- THE TASK
Within the data below, how many lines contain "covered"? Reply with the number only.

Natural language region descriptions
########
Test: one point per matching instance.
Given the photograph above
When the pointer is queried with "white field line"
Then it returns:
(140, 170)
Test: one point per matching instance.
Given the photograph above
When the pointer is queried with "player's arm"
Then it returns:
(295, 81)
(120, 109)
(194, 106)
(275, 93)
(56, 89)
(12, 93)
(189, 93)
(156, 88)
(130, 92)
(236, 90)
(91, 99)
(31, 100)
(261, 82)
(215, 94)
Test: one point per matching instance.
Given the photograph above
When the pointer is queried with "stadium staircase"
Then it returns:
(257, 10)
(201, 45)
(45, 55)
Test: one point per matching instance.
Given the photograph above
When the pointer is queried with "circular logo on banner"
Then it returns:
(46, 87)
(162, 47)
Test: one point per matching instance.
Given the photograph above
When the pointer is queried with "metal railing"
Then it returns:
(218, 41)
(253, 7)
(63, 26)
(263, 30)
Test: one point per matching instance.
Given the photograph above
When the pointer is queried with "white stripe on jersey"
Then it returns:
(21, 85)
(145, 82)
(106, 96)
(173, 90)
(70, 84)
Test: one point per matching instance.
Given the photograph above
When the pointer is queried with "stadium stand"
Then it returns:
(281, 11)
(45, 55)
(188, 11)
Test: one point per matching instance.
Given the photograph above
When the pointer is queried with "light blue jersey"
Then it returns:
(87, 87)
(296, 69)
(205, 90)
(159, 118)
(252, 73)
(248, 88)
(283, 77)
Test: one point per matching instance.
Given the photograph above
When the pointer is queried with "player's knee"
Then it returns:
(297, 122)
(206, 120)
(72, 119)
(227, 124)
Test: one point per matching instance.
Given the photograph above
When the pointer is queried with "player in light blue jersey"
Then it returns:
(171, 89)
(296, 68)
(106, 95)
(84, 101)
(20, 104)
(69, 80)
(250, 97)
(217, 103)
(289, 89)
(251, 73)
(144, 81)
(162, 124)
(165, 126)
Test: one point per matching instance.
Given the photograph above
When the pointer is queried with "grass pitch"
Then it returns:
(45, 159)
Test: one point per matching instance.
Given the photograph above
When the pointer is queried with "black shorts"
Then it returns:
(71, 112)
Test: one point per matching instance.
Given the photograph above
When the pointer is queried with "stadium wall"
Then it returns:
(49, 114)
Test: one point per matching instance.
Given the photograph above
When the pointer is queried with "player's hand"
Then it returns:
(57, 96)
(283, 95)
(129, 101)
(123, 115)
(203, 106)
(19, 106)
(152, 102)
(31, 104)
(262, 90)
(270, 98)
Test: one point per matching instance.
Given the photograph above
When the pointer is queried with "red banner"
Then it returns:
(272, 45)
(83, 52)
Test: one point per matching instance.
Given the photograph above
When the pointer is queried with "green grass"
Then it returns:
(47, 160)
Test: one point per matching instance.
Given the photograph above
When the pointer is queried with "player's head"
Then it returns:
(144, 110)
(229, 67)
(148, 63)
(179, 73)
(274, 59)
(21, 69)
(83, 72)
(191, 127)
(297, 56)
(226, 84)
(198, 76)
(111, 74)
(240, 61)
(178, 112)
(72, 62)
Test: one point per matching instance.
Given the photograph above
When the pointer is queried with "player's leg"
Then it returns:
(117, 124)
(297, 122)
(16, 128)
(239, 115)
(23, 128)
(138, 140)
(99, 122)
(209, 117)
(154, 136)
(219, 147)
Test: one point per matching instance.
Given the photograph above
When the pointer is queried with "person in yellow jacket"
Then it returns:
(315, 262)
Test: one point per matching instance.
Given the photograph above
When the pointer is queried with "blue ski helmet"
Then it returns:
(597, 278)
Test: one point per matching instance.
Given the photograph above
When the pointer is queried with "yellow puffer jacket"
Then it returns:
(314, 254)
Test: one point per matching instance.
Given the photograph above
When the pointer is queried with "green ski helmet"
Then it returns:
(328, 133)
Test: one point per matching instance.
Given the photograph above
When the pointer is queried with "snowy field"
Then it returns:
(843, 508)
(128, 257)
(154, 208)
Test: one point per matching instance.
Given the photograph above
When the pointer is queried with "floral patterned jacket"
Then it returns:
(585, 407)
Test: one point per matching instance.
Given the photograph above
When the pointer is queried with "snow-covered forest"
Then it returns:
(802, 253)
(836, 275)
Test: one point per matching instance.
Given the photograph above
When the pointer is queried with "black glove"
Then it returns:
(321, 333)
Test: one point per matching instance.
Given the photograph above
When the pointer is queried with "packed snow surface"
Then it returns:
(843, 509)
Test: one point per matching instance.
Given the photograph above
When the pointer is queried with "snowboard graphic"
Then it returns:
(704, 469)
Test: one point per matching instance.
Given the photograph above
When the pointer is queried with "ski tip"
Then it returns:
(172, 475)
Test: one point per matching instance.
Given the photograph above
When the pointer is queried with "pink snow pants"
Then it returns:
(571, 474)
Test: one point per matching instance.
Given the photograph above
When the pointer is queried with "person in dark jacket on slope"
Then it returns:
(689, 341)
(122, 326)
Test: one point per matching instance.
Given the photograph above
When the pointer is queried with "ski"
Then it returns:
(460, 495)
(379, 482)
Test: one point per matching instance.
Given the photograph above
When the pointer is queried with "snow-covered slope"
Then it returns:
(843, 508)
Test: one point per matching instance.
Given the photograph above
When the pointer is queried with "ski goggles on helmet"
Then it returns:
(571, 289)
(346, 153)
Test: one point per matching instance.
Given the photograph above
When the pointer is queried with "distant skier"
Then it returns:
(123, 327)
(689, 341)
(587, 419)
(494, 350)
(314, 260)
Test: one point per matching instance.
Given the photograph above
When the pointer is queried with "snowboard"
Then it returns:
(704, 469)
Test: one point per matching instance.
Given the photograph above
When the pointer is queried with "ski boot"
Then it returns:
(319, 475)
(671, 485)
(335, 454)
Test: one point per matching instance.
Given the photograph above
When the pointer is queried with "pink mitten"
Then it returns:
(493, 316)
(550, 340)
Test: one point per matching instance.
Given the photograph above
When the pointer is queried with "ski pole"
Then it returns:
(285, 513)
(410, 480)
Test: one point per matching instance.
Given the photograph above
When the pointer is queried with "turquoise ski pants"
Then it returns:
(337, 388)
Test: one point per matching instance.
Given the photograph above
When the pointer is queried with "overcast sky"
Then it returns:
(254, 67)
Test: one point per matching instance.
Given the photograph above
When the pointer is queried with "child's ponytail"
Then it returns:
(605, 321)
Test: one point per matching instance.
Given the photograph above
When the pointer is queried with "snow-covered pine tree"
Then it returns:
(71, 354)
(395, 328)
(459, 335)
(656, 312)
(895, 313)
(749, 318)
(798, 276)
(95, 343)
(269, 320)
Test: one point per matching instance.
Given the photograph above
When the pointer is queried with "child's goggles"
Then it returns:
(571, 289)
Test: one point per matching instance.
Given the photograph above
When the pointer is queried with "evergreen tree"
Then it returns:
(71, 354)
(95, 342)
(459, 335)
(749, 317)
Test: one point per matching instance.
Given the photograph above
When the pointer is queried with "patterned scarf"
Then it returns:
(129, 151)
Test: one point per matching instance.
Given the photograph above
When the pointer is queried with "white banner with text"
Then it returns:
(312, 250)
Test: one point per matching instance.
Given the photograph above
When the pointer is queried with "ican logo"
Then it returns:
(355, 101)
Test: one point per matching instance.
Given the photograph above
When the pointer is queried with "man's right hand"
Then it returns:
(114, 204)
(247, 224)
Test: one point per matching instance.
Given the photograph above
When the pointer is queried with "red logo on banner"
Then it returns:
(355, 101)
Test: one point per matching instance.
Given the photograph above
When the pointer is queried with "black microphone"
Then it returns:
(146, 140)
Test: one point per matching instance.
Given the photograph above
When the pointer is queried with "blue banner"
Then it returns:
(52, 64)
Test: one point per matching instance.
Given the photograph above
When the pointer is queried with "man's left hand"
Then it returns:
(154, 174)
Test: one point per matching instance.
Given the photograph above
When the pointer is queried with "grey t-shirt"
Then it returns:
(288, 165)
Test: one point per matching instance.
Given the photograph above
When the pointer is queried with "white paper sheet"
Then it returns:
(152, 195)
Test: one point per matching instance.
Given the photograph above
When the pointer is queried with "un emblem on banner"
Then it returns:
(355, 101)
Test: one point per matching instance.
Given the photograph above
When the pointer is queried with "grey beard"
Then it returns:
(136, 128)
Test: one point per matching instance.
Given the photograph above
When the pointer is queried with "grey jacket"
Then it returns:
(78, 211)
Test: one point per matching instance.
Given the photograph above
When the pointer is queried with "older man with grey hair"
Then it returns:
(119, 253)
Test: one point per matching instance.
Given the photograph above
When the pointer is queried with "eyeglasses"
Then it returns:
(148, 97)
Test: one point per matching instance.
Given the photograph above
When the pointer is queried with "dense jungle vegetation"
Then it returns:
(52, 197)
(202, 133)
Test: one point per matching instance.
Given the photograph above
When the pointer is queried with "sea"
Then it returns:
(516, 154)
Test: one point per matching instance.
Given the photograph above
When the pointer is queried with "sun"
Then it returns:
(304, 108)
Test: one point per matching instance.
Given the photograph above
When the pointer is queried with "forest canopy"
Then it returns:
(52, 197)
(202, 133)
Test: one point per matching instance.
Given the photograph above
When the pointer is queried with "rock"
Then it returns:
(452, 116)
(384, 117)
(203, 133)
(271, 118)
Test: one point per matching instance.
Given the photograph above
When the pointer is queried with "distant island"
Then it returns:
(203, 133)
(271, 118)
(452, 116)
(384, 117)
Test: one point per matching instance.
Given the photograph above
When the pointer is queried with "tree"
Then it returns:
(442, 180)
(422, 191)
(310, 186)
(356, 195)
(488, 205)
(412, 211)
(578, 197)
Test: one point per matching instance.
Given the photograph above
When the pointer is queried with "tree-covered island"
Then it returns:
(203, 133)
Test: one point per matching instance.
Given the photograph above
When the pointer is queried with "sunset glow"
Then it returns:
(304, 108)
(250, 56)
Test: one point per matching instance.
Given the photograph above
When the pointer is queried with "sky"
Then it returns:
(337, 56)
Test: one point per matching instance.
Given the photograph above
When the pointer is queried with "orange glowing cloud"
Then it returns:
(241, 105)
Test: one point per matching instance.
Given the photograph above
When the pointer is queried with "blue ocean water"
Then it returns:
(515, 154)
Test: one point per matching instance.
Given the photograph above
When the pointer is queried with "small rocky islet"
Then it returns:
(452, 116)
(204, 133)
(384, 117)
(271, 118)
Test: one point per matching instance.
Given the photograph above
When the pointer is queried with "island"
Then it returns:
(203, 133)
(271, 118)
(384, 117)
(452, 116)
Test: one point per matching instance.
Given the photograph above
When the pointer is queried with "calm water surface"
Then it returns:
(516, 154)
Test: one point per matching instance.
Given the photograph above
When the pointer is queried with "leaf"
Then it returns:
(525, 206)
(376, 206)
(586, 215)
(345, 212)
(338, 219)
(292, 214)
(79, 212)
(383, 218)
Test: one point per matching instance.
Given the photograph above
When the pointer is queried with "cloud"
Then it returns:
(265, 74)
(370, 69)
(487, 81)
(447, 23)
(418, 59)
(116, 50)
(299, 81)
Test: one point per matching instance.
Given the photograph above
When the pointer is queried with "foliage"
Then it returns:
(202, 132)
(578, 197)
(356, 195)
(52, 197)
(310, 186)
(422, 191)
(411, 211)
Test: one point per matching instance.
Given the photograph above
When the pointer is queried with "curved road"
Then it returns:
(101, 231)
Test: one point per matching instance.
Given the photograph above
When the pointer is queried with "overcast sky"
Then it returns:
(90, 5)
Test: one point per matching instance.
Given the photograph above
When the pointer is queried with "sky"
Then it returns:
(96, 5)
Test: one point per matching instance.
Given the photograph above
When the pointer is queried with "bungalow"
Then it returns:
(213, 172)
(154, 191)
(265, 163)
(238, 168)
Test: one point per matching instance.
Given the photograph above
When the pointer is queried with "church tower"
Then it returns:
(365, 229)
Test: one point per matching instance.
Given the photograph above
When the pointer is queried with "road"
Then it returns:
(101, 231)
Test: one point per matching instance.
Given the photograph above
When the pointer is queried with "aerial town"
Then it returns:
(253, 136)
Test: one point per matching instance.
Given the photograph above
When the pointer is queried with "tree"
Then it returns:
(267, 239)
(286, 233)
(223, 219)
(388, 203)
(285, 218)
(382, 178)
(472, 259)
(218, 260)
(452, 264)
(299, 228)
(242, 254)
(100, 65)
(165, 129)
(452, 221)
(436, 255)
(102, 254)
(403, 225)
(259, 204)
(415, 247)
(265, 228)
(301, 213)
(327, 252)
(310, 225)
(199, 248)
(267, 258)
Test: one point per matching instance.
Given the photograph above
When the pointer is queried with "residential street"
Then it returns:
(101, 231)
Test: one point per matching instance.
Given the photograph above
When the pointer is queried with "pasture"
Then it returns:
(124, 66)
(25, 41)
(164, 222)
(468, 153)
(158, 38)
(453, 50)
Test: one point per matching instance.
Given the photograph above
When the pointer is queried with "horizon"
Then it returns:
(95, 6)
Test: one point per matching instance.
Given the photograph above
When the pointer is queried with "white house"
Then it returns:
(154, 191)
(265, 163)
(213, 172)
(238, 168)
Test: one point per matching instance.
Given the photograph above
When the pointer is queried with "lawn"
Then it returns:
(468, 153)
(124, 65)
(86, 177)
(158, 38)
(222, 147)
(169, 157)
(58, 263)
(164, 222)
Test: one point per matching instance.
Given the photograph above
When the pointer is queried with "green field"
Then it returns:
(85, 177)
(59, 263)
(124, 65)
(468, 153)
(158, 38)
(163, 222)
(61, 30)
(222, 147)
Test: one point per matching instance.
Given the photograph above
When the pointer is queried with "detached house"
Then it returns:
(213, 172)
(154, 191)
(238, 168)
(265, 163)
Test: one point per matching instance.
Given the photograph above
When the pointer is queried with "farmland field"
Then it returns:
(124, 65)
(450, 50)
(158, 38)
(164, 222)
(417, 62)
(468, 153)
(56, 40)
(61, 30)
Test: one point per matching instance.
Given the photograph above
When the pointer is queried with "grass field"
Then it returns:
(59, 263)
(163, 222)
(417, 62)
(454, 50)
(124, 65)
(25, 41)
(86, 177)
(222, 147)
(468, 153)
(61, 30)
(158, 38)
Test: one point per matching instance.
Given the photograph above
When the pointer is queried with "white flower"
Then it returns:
########
- ANSWER TO THIS TASK
4